There is material below. Print exactly the lines starting at the line with "Point out every instance of the silver" and ending at the line with "Point out every instance of the alloy", ends included, and no others.

---- DATA RECORDS

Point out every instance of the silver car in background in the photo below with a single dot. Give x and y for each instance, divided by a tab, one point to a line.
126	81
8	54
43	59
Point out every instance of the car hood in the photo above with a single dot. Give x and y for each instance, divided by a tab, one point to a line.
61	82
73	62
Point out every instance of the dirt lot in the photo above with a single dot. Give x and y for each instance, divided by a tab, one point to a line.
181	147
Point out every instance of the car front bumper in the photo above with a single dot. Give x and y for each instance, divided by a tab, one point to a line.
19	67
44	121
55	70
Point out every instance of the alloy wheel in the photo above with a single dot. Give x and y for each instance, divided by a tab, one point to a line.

--------
---- DATA RECORDS

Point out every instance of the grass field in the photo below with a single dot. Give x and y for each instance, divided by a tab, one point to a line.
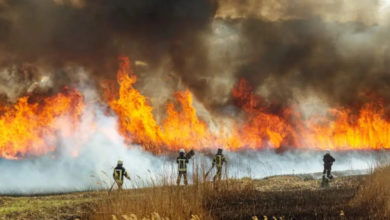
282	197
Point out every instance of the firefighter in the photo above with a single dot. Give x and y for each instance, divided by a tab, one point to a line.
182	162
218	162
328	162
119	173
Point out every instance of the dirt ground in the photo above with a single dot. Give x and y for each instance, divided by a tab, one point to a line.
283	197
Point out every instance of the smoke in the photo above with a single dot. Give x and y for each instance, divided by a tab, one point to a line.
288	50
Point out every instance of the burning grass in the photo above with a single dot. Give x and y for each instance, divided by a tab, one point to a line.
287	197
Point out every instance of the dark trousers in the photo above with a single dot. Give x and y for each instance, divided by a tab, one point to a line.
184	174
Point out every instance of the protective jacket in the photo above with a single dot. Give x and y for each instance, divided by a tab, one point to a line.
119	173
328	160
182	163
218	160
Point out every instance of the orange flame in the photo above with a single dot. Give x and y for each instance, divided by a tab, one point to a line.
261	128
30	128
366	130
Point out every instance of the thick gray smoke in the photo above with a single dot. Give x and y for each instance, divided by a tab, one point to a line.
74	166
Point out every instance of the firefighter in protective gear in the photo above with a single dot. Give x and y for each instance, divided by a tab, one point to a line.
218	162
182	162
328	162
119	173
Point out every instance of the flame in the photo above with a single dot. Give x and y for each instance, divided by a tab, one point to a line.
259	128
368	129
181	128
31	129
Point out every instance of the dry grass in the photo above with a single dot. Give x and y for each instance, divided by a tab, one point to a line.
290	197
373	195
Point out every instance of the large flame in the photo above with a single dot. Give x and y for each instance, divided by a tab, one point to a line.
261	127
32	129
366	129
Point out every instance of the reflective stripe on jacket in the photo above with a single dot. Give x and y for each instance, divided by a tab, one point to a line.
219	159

--------

▸ **WRITTEN SOLUTION**
Point out every instance of the silver car in background in the photo below with a single dot. Give x and y for each instance, divided by a tab, one point to a line.
126	81
8	54
43	59
Point out every instance of the car hood in the photo above with a single dot. Give x and y for each instance, divided by a tab, one point to a line.
61	82
73	62
Point out every instance of the dirt lot in the photo above with a single dot. Give x and y for each instance, divided by a tab, one point to a line.
181	147
Point out every instance of the car front bumper in the photo above with a single dot. Give x and y for each instance, divided by a tab, one point to a line.
19	67
44	121
55	70
Point out every instance of the alloy wheel in the photo above with a single dot. Give x and y for each instance, divided by a tab, one point to a line.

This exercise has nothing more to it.